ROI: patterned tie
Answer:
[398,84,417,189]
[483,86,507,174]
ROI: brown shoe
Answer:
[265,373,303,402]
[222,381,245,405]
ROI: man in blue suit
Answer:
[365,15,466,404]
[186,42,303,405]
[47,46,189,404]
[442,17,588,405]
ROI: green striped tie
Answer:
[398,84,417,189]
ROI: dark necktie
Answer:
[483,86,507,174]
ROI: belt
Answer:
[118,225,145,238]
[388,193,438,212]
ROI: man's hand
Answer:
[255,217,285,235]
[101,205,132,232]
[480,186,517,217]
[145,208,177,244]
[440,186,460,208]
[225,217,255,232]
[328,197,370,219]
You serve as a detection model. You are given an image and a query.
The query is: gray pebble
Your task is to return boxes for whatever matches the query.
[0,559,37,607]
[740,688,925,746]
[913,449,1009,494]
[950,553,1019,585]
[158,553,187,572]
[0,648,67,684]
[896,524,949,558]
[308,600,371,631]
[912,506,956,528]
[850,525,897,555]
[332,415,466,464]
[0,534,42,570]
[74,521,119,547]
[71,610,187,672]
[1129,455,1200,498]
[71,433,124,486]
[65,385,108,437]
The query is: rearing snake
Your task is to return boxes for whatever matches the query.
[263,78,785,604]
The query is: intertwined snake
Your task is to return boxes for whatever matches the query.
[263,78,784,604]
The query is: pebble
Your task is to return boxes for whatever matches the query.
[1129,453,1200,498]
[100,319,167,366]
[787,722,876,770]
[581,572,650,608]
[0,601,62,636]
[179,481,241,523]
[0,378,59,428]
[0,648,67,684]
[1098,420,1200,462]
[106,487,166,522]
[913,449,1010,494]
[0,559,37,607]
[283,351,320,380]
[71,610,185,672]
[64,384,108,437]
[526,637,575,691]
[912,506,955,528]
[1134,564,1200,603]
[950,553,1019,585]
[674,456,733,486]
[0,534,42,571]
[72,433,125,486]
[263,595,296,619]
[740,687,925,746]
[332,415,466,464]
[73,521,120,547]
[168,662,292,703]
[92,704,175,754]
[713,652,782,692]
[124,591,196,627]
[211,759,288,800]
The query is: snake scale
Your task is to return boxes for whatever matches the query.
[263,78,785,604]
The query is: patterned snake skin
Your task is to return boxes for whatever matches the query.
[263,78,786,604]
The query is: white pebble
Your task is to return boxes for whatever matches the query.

● ● ● ● ●

◆ WHAT YOU ARE ASKED TO DO
Rewrite the data above as a numbered list, from its first line through the line that contains "[263,78,784,604]". Omit any blank lines.

◆ ANSWER
1. ROI: patterned tie
2. Answer:
3. [398,84,417,189]
4. [483,86,507,174]
5. ROI: brown shoe
6. Answer:
7. [265,373,303,402]
8. [222,381,245,405]
9. ROI: man in blue suit
10. Answer:
11. [365,15,466,404]
12. [186,42,303,405]
13. [47,46,189,404]
14. [442,17,588,405]
15. ROI: green striped tie
16. Answer:
17. [398,84,417,189]
18. ROI: dark necktie
19. Answer:
20. [483,86,507,174]
21. ROI: belt
22. Answer:
23. [118,225,145,238]
24. [388,193,438,212]
25. ROI: man's hand
26. Answer:
27. [255,217,285,235]
28. [101,205,132,232]
29. [480,186,517,217]
30. [145,208,177,244]
31. [440,186,460,208]
32. [225,217,255,232]
33. [328,197,370,219]
34. You serve as a detection model. You are given an image and a query.
35. The query is: gray pebble
36. Your task is to return boxes for whatever matches the query.
37. [0,559,37,607]
38. [740,688,925,746]
39. [913,449,1009,494]
40. [950,553,1019,585]
41. [158,553,187,572]
42. [0,648,67,684]
43. [896,524,949,558]
44. [308,600,371,631]
45. [912,506,956,528]
46. [850,525,897,555]
47. [332,415,466,464]
48. [0,534,42,570]
49. [74,521,119,547]
50. [71,610,187,672]
51. [1129,455,1200,498]
52. [71,433,124,486]
53. [65,385,108,437]
54. The query is: rearing snake
55. Your task is to return boxes for whatever matches the query.
56. [263,78,785,604]
57. The query is: intertwined snake
58. Your task is to return boxes for whatever matches the query.
59. [263,78,784,604]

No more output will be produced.